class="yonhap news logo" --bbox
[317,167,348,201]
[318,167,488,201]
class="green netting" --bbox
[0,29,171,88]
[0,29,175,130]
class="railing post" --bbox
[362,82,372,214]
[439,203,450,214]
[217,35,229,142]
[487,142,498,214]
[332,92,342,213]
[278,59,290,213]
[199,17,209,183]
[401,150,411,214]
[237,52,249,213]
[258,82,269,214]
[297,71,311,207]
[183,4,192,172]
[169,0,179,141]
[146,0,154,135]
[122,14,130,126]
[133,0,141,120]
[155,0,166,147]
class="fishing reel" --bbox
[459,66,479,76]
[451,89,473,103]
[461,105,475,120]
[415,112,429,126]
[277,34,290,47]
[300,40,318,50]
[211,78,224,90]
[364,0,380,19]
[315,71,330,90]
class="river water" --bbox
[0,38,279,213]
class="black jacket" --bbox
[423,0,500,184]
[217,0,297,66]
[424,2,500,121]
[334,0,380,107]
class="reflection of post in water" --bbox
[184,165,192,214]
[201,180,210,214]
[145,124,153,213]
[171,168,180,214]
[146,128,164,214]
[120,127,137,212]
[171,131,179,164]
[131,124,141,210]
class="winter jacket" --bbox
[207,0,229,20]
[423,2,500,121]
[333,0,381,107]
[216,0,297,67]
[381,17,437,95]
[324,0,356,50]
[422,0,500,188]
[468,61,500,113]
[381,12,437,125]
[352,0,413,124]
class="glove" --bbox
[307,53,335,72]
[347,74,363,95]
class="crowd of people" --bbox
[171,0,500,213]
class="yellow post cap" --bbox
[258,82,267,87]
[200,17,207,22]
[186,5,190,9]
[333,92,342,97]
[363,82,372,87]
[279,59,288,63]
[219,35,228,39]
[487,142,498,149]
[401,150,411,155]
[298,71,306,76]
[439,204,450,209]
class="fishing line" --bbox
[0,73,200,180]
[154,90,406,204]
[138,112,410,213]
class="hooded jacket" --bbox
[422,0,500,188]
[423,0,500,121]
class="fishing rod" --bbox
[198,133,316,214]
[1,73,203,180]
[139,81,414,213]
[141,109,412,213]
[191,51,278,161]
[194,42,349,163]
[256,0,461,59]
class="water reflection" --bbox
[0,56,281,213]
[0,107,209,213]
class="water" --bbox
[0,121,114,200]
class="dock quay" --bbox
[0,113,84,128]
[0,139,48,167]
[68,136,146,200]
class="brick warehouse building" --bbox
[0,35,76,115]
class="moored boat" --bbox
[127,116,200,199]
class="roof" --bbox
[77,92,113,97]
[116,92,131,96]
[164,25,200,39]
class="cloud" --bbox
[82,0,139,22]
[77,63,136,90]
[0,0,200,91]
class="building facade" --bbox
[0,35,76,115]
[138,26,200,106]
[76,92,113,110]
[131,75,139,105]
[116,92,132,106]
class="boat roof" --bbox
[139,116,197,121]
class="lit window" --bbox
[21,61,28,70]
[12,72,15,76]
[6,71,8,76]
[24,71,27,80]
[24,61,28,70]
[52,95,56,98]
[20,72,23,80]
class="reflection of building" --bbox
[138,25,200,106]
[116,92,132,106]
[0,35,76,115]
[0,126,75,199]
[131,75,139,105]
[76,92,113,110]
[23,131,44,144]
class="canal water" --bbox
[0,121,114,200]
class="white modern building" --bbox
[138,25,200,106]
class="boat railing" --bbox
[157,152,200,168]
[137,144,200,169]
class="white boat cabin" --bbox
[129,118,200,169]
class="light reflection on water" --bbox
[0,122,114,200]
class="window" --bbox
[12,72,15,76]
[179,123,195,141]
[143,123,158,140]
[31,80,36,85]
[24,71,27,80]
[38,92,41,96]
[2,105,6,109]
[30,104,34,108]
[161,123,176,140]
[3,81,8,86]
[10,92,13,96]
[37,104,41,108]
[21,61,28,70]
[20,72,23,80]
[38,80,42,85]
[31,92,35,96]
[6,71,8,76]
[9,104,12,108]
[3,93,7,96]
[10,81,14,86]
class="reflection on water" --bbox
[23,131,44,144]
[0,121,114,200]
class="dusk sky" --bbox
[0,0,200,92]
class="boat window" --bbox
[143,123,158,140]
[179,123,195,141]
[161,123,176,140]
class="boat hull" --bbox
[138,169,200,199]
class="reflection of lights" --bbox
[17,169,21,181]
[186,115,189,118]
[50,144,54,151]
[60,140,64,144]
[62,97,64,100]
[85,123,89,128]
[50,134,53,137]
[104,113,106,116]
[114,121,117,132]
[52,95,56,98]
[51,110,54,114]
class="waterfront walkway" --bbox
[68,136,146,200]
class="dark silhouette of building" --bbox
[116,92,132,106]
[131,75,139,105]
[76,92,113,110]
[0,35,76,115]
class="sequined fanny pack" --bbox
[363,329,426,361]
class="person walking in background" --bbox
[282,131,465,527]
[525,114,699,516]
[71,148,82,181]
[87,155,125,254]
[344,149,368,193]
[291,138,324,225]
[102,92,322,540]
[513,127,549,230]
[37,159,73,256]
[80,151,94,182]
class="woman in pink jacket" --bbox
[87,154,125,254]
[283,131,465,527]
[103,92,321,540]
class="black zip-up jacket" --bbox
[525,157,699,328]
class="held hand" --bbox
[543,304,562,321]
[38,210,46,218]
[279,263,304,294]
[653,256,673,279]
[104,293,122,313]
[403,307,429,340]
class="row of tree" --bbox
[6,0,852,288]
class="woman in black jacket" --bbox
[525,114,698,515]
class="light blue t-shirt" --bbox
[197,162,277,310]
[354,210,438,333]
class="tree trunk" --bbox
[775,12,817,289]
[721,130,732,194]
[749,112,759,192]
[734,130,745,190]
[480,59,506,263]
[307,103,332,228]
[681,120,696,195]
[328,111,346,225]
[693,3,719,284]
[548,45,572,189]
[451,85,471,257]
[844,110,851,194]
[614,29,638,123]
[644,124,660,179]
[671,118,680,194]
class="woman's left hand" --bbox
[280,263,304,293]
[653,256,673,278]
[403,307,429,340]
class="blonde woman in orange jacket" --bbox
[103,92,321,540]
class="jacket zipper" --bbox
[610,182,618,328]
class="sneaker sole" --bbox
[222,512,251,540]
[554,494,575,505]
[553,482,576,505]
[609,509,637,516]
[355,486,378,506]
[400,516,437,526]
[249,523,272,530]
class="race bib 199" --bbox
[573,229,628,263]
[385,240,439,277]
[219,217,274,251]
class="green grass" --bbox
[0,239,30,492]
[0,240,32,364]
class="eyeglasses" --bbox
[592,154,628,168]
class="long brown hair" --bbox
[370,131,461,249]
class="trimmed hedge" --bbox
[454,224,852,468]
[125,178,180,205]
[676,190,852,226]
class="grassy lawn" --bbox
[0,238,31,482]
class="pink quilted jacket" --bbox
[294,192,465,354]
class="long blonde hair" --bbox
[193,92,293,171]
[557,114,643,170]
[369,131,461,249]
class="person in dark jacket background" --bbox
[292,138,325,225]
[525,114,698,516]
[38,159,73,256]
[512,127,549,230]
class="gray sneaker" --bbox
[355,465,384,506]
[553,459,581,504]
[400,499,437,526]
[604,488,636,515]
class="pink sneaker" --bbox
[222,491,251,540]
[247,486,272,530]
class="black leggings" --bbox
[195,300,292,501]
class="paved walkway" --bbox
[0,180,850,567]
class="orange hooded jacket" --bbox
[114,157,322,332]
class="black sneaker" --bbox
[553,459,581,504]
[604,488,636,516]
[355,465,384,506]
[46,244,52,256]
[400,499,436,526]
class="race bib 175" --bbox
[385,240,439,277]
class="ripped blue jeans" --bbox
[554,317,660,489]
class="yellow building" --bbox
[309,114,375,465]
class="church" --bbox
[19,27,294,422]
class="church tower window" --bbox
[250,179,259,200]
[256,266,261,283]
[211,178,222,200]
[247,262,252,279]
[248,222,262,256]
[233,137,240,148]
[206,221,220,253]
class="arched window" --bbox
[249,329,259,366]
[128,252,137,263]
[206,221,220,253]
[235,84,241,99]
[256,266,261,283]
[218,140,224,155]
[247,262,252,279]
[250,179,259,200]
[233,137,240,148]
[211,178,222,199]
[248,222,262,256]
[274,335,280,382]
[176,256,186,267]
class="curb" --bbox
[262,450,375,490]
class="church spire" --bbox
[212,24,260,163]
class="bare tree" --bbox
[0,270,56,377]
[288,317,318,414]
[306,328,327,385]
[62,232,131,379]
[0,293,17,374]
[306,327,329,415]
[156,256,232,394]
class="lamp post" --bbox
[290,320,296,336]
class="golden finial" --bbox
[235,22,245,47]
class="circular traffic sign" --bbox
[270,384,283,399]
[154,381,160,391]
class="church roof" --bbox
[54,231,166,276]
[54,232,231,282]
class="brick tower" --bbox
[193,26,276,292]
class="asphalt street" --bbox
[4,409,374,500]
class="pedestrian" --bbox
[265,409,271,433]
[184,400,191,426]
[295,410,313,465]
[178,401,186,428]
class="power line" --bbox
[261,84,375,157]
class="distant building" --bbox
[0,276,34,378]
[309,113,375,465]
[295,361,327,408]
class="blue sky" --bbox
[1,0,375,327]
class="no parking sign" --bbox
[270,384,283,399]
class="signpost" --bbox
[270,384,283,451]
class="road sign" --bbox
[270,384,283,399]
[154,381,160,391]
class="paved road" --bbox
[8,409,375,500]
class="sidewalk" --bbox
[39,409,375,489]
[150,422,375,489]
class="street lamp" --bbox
------------------------------------------------
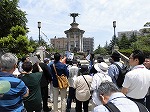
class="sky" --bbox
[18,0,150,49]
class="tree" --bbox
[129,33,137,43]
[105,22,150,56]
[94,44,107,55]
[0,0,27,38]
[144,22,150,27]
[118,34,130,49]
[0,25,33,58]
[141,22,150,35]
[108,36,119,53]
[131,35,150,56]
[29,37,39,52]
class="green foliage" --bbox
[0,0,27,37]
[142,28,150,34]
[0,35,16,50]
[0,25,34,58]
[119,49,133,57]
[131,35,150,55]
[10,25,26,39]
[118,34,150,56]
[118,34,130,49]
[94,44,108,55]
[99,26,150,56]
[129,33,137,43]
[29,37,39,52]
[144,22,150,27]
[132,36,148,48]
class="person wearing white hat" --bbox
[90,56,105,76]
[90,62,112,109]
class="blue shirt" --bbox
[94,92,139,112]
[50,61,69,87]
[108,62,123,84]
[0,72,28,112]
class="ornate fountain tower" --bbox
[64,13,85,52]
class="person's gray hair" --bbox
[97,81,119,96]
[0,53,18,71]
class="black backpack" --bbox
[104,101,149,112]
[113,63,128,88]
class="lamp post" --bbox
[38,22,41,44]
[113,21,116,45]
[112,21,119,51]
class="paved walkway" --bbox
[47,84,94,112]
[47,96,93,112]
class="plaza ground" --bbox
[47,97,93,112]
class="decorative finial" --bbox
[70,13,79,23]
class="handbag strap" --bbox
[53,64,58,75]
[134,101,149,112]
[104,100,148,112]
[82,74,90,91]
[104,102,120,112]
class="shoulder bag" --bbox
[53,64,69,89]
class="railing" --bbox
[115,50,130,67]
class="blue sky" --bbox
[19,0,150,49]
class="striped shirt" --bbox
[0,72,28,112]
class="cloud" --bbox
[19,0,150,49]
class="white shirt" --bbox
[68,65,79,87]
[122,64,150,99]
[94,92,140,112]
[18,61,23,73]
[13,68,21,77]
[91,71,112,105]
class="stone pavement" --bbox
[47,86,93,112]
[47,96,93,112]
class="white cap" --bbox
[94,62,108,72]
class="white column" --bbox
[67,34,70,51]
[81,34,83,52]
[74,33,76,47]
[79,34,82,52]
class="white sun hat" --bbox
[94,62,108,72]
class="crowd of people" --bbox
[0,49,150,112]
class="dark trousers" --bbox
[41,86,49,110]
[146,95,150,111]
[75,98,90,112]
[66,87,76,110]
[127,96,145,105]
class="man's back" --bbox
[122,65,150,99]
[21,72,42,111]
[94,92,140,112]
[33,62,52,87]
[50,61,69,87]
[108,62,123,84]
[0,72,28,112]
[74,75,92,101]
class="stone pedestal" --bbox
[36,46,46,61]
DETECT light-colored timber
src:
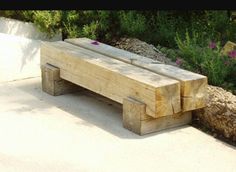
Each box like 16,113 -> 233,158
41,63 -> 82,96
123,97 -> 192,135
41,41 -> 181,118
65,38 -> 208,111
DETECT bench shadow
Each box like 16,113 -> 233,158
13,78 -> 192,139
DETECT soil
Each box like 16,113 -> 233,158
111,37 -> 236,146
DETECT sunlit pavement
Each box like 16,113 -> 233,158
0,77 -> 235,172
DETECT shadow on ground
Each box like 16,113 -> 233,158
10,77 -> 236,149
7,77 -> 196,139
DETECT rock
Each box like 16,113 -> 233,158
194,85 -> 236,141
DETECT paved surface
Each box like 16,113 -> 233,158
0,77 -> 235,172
------------------------------------------------
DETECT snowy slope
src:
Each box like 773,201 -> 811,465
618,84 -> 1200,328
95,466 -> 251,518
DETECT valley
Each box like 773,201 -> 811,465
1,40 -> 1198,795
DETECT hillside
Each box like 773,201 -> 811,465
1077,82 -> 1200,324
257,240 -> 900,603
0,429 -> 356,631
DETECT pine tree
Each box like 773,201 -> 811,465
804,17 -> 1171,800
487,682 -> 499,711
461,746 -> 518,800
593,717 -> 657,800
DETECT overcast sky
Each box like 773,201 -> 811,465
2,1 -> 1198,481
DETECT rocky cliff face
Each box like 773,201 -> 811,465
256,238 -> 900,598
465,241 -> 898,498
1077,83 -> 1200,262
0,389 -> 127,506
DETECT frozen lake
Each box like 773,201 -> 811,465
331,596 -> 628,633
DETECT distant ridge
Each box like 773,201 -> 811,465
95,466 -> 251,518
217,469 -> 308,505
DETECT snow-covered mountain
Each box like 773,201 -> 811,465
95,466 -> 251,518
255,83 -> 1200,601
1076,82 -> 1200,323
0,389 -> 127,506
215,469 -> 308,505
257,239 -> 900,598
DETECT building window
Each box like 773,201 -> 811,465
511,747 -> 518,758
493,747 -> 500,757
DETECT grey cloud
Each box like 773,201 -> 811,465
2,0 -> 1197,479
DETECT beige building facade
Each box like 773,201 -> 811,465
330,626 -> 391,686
------------------------------------------------
Exercise requirements = Scan the data, and report each line that uses the word "shadow".

The answer =
DETECT bench shadow
DETECT shadow on ground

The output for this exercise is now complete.